Problem requirements:
Should any entry include an image, skip the image and copy the entry exactly.

[Items listed in a dataset]
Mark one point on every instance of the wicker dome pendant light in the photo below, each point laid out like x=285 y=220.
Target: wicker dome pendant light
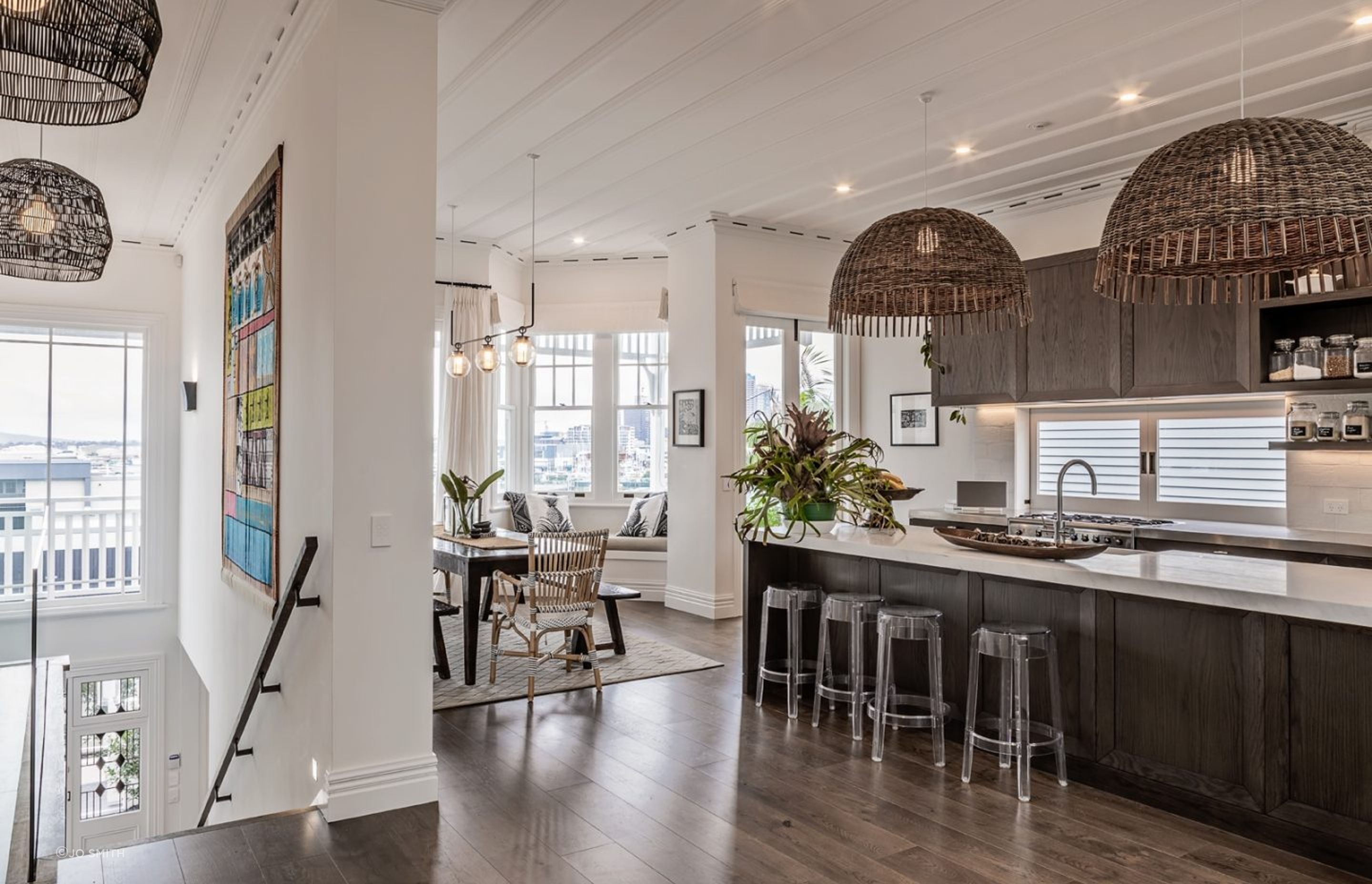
x=929 y=271
x=1240 y=209
x=76 y=62
x=52 y=223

The answer:
Mark one point on every instance of the wicker dome pendant light in the photo below, each point laid out like x=285 y=220.
Target: wicker dome pendant light
x=929 y=271
x=1240 y=209
x=76 y=62
x=52 y=223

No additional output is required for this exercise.